[Recorded data]
========================================

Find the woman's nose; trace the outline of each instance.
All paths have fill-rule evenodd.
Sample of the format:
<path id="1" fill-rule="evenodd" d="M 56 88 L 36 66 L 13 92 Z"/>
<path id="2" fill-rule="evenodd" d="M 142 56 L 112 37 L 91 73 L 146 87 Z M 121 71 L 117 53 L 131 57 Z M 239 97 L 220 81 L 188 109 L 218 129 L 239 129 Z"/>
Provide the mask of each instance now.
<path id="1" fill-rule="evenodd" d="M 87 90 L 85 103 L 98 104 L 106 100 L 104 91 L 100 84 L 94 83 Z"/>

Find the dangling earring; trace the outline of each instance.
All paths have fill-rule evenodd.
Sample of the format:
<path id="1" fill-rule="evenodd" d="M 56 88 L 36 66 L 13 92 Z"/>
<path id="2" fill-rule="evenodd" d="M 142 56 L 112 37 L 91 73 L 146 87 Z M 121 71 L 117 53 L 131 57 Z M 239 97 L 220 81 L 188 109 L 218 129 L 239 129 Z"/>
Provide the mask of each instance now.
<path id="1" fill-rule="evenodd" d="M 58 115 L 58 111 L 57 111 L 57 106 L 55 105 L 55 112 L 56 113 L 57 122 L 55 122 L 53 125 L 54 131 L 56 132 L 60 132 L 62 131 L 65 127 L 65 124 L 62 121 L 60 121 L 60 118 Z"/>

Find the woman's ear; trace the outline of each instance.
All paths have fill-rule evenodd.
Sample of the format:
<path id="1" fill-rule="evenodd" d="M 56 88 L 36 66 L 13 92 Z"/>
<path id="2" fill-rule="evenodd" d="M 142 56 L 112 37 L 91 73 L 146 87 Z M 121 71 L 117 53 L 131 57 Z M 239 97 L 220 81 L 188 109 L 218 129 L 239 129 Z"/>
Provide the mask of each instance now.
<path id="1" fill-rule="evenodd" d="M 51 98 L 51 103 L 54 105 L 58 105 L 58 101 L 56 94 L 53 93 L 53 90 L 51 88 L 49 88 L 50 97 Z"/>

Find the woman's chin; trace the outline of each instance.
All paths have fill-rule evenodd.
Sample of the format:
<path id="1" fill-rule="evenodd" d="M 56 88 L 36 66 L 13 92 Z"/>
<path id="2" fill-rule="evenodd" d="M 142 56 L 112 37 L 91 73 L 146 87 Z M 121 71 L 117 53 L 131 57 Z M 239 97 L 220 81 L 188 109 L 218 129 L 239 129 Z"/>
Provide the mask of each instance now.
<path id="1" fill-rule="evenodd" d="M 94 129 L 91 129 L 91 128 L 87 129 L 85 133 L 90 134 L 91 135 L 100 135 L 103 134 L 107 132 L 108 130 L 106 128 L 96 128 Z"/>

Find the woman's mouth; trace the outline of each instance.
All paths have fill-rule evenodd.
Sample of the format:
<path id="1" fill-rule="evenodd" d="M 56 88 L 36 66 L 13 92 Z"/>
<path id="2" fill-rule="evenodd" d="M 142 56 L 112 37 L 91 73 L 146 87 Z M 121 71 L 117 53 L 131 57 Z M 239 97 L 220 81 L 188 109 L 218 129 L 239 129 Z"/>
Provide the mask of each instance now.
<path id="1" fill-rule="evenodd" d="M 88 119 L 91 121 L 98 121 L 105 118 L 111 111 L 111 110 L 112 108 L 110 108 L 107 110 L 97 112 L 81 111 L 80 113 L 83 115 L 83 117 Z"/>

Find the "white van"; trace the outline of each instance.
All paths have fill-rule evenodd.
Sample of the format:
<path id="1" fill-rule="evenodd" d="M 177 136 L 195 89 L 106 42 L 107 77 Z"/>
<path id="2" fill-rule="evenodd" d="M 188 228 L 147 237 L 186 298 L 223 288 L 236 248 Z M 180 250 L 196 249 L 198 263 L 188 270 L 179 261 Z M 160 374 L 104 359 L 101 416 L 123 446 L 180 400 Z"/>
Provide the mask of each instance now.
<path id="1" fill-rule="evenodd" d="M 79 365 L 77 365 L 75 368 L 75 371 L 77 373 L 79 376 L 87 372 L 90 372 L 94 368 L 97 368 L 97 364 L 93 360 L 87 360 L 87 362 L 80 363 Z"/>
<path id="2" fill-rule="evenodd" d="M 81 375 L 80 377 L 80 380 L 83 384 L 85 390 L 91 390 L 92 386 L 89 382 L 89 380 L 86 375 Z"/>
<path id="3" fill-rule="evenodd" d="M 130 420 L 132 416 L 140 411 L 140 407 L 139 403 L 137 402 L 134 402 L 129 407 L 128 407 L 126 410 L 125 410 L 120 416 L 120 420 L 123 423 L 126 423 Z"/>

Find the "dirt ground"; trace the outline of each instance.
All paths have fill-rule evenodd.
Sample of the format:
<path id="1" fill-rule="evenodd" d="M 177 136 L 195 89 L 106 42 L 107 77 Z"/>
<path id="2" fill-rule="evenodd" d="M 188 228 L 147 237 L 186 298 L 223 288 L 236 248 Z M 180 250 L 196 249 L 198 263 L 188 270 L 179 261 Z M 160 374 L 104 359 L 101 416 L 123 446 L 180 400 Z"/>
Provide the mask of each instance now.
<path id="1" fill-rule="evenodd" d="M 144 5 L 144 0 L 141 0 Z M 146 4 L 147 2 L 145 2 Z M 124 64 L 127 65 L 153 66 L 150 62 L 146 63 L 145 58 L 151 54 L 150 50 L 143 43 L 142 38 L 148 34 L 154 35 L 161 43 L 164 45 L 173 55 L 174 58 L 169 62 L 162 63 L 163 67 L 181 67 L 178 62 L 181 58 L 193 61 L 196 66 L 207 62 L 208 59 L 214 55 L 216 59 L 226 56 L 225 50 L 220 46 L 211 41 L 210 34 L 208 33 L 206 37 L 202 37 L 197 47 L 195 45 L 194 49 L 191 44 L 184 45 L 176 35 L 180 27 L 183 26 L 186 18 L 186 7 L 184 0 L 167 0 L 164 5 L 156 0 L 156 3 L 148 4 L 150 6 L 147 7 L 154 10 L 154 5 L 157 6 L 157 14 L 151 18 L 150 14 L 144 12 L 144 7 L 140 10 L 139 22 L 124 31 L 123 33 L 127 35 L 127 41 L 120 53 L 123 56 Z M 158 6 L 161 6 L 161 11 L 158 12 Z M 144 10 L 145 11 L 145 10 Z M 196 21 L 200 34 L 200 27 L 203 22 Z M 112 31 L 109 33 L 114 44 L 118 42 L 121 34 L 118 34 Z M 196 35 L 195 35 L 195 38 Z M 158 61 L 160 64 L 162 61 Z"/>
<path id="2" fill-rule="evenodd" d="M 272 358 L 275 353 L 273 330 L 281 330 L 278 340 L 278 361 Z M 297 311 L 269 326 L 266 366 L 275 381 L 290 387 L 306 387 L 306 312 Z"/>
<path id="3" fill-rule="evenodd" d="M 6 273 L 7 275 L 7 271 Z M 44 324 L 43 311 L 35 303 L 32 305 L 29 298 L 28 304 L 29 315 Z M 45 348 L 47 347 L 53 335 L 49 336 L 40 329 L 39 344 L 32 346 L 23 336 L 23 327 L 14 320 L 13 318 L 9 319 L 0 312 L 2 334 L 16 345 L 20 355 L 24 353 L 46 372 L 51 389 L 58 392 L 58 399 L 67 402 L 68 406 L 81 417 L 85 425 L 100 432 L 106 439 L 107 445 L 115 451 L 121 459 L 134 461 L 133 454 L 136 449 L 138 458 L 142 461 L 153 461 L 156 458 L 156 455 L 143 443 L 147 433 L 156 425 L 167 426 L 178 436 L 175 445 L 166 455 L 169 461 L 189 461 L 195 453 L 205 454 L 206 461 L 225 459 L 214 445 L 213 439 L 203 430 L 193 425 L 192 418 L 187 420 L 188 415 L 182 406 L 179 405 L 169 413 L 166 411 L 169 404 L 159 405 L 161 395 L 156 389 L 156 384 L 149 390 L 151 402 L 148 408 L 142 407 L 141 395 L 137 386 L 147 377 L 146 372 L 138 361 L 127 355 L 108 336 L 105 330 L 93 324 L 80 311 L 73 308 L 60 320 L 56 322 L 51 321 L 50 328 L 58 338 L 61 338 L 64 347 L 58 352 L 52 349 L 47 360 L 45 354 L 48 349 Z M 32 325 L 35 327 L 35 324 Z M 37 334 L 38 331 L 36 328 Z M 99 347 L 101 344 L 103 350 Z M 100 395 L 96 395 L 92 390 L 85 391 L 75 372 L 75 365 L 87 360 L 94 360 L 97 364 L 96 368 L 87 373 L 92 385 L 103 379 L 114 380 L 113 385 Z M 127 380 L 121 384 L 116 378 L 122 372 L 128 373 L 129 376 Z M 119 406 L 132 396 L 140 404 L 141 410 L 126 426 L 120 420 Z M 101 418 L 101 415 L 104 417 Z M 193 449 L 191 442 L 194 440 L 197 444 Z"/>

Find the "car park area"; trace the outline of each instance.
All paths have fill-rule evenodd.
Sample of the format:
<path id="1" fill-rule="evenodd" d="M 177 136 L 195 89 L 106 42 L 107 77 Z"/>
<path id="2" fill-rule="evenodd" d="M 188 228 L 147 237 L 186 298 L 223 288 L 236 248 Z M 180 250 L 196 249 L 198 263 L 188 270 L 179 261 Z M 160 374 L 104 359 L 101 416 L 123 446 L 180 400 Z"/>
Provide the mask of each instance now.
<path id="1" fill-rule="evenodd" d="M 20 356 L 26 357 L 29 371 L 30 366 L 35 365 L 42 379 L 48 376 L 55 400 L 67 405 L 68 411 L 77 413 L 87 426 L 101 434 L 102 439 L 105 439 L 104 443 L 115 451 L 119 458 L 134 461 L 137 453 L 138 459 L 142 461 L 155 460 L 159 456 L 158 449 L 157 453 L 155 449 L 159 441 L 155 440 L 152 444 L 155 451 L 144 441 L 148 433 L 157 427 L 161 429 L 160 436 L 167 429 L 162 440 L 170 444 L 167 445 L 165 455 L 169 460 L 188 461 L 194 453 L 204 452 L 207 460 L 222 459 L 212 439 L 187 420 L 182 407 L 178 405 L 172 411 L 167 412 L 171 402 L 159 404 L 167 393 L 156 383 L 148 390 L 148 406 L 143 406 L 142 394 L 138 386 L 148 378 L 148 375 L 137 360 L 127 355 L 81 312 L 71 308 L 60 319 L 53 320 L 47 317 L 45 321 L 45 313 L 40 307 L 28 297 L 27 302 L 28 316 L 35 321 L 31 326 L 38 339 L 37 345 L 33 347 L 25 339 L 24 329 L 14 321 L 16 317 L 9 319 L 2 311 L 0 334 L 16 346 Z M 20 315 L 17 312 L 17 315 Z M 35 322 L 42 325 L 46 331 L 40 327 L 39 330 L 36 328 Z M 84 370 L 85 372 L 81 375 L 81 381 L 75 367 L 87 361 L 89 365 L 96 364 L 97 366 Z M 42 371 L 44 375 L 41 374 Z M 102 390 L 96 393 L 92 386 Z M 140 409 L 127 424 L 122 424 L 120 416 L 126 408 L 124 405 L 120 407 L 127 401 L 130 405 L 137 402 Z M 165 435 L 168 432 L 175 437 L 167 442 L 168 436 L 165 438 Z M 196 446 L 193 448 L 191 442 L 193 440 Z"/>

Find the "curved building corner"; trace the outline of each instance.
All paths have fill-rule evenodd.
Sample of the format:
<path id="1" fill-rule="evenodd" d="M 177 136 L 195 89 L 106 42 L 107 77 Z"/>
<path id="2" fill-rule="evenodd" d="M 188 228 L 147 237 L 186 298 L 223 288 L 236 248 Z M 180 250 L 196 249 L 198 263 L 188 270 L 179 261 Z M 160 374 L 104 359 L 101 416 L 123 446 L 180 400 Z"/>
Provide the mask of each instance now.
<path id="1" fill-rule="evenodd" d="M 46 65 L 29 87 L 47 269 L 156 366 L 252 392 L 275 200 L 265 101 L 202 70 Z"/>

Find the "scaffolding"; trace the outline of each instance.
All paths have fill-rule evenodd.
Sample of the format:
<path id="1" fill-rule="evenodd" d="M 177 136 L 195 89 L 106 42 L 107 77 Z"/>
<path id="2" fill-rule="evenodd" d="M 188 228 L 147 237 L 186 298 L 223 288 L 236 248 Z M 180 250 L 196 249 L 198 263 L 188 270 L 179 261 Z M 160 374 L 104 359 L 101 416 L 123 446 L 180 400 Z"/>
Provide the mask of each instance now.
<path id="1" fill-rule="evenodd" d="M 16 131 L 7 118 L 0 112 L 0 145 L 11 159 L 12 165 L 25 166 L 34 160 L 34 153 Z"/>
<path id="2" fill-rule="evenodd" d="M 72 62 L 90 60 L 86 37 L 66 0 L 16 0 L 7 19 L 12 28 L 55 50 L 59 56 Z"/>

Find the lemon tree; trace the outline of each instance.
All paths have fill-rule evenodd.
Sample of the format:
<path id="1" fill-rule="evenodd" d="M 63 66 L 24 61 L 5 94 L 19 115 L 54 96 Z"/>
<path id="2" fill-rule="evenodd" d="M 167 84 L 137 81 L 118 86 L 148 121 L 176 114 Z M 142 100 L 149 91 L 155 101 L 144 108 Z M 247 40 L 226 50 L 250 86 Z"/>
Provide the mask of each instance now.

========================================

Please reproduce the records from the line containing "Find the lemon" through the end of the records, swapping "lemon tree" for "olive tree" and keeping everything else the same.

**Right answer:**
Find the olive tree; trace the outline of each instance.
All paths have fill-rule evenodd.
Sample of the format:
<path id="1" fill-rule="evenodd" d="M 63 66 L 24 61 L 5 94 L 19 115 L 54 96 Z"/>
<path id="2" fill-rule="evenodd" d="M 167 84 L 137 81 L 118 86 L 148 121 L 176 114 Z M 142 100 L 149 91 L 155 101 L 144 108 Z M 247 40 L 226 50 L 250 86 Z"/>
Provide the mask of each instance now.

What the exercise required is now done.